§ Article
为什么 Rust 不允许可变别名？

Question

Rust disallows this kind of code because it is unsafe:

fn main() {
    let mut i = 42;
    let ref_to_i_1 = unsafe { &mut *(&mut i as *mut i32) };
    let ref_to_i_2 = unsafe { &mut *(&mut i as *mut i32) };

    *ref_to_i_1 = 1;
    *ref_to_i_2 = 2;
}

How can I do do something bad ( eg segmentation fault, undefined behavior, etc.) with multiple mutable references to the same thing?

The only possible issues I can see come from the lifetime of the data. Here, if i is alive, each mutable reference to it should be ok.

I can see how there might be problems when threads are introduced, but why is it prevented even if I do everything in one thread?

Answer 1

A really common pitfall in C++ programs, and even in Java programs, is modifying a collection while iterating over it, like this:

for (it: collection) {
    if (predicate(*it)) {
        collection.remove(it);
    }
}

For C++ standard library collections, this causes undefined behaviour. Maybe the iteration will work until you get to the last entry, but the last entry will dereference a dangling pointer or read off the end of an array. Maybe the whole array underlying the collection will be relocated, and it'll fail immediately. Maybe it works most of the time but fails if a reallocation happens at the wrong time. In most Java standard collections, it's also undefined behaviour according to the language specification, but the collections tend to throw ConcurrentModificationException - a check which causes a runtime cost even when your code is correct. Neither language can detect the error during compilation.

This is a common example of a data race caused by concurrency, even in a single-threaded environment. Concurrency doesn't just mean parallelism: it can also mean nested computation. In Rust, this kind of mistake is detected during compilation because the iterator has an immutable borrow of the collection, so you can't mutate the collection while the iterator is alive.

Source records
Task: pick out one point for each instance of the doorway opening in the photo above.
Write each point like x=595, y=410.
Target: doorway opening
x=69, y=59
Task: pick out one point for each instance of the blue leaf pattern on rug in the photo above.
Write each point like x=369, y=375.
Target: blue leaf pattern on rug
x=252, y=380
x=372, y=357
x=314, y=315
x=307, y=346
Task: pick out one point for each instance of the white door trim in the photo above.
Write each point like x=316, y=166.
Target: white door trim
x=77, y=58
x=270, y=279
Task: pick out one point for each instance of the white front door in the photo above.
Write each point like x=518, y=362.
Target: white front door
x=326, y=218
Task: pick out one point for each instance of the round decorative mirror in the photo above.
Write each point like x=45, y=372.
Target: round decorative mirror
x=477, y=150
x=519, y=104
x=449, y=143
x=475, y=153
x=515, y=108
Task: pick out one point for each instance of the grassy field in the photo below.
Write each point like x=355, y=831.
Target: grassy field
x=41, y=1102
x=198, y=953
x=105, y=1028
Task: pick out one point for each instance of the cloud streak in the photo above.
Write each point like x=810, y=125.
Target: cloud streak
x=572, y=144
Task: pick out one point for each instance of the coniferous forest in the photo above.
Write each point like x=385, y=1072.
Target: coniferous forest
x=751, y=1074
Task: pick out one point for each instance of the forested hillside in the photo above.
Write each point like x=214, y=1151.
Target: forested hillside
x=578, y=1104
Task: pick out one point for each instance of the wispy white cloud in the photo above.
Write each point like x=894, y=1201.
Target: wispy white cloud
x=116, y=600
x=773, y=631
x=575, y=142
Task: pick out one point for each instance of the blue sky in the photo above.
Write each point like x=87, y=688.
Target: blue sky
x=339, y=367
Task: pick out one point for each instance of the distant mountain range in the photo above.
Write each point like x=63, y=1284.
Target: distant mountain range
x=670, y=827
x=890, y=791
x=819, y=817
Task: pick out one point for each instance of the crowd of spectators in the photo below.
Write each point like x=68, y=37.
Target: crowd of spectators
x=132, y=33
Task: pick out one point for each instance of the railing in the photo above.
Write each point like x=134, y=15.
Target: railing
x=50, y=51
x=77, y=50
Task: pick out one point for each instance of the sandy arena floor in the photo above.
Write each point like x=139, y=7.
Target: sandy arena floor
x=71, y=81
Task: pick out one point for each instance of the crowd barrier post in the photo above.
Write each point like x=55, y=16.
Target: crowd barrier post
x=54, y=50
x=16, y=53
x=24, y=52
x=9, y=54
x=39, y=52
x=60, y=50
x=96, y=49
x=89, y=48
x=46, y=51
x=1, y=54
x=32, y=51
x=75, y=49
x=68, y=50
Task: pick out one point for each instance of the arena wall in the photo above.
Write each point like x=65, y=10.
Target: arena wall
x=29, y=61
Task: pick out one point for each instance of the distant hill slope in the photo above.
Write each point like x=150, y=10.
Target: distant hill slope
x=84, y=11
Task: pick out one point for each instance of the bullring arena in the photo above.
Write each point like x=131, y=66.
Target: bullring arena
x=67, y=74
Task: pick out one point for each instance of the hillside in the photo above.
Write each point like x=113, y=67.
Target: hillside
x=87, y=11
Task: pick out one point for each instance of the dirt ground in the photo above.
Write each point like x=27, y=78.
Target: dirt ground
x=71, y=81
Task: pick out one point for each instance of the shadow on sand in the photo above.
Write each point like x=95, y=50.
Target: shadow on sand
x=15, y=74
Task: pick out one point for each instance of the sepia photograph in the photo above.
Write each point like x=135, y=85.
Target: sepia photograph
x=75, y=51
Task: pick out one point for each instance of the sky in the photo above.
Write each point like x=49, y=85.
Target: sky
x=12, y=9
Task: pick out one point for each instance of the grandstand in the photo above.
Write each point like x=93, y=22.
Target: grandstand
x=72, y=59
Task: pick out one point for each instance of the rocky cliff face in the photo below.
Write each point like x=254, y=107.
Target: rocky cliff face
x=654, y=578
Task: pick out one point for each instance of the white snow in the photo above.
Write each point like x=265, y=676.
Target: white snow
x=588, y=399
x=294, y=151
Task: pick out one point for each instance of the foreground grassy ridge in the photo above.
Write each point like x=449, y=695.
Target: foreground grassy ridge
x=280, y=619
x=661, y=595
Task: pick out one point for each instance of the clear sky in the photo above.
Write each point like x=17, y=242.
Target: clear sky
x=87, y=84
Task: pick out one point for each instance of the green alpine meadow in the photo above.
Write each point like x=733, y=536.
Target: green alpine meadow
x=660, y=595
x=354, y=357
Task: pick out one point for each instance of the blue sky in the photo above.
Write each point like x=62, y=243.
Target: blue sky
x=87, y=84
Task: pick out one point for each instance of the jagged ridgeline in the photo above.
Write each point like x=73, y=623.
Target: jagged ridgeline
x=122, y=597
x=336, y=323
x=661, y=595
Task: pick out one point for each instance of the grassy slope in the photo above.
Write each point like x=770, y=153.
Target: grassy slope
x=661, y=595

§ What to work on
Extend the thread on why Rust forbids mutable aliasing, beginning right after its final sentence.

§ Expected answer
An easier-to-understand but less common example is pointer aliasing when you pass multiple pointers (or references) to a function. A concrete example would be passing overlapping memory ranges to memcpy instead of memmove . Actually, Rust's memcpy equivalent is unsafe too, but that's because it takes pointers instead of references. The linked page shows how you can make a safe swap function using the guarantee that mutable references never alias.

A more contrived example of reference aliasing is like this:

int f(int *x, int *y) { return (*x)++ + (*y)++; }
int i = 3;
f(&i, &i); // result is undefined

You couldn't write a function call like that in Rust because you'd have to take two mutable borrows of the same variable.

Answer 2

How can I do do something bad (eg segmentation fault, undefined behavior, etc.) with multiple mutable references to the same thing?

I believe that although you trigger 'undefined behavior' by doing this, technically the noalias flag is not used by the Rust compiler for &mut references, so practically speaking, right now, you probably can't actually trigger undefined behavior this way. What you're triggering is 'implementation specific behavior', which is 'behaves like C++ according to LLVM'.

See Why does the Rust compiler not optimize code assuming that two mutable references cannot alias? for more information.

I can see how there might be problems when threads are introduced, but why is it prevented even if I do everything in one thread?

Have a read of this series of blog articles about undefined behavior

In my opinion, race conditions (like iterators) aren't really a good example of what you're talking about; in a single threaded environment you can avoid that sort of problem if you're careful. This is no different to creating an arbitrary pointer to invalid memory and writing to it; just don't do it. You're no worse off than using C.

To understand the issue here, consider when compiling in release mode the compiler may or may not reorder statements when optimizations are performed; that means that although your code may run in the linear sequence:

a; b; c;

There is no guarantee the compiler will execute them in that sequence when it runs, if (according to what the compiler knows), there is no logical reason that the statements must be performed in a specific atomic sequence. Part 3 of the blog I've linked to above demonstrates how this can cause undefined behavior.

tl;dr : Basically, the compiler may perform various optimizations; these are guaranteed to continue to make your program behave in a deterministic fashion if and only if your program does not trigger undefined behavior.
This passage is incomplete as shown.